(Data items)
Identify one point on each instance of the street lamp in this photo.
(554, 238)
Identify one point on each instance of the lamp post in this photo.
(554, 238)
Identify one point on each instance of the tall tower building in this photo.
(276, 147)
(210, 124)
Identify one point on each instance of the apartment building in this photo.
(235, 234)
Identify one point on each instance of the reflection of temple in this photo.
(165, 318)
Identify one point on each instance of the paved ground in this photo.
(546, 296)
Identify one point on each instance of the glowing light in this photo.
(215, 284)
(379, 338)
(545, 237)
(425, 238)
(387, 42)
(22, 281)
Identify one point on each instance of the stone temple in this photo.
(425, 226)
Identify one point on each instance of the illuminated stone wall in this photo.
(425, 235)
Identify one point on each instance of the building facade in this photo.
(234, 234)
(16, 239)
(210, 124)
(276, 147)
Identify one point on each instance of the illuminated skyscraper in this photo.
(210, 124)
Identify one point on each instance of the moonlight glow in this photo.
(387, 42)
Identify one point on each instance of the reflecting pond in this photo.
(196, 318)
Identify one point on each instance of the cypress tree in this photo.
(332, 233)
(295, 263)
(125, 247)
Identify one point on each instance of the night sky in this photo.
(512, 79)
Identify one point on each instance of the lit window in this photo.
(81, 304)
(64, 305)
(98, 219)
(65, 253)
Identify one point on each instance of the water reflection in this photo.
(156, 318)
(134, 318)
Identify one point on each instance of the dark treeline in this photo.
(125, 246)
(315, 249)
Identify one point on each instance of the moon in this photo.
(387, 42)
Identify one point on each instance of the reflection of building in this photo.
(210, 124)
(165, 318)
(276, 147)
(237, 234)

→ **What the task asks**:
Arrange every row above as a numbered list, omitting blank lines.

→ **The response**:
1. Identify one point on each instance of the street lamp in this photo.
2. (554, 238)
3. Identify one point on each instance of the lamp post in this photo.
4. (554, 238)
5. Identify one point on each instance of the tall tower building in this photo.
6. (276, 147)
7. (210, 124)
8. Identify one point on each instance of the apartment building in this photo.
9. (235, 234)
10. Identify one point on each instance of the reflection of temple in this photo.
11. (165, 318)
12. Identify one point on each instance of the paved ground in this photo.
13. (546, 296)
14. Identify one point on each instance of the glowing light in this photo.
15. (215, 284)
16. (379, 338)
17. (545, 237)
18. (425, 238)
19. (387, 42)
20. (22, 281)
21. Identify one point on each instance of the stone temple in this photo.
22. (425, 226)
23. Identify one point on each instance of the illuminated stone wall in this photo.
24. (425, 235)
25. Identify one point on each instance of the building facade in this photo.
26. (234, 234)
27. (16, 239)
28. (210, 124)
29. (276, 147)
30. Identify one point on each instance of the illuminated skyscraper in this photo.
31. (210, 124)
32. Identify one point on each instance of the moonlight glow in this photo.
33. (387, 42)
34. Identify one point on each instance of the reflecting pond in this photo.
35. (196, 318)
36. Identify one point on each instance of the cypress tree in this photo.
37. (332, 233)
38. (295, 263)
39. (125, 247)
40. Identify one point on each instance of the night sky in this photo.
41. (512, 79)
42. Identify one point on each instance of the lit window in this photo.
43. (81, 304)
44. (64, 305)
45. (98, 219)
46. (65, 253)
47. Identify one point on each instance of the water reflection in this photo.
48. (156, 318)
49. (134, 318)
50. Identify one point on each instance of the dark treeline in this photo.
51. (125, 246)
52. (315, 249)
53. Identify one point on each instance of the moon in this photo.
54. (387, 42)
55. Identify one point on each instance of the reflection of building in this photo.
56. (210, 124)
57. (165, 318)
58. (276, 147)
59. (237, 234)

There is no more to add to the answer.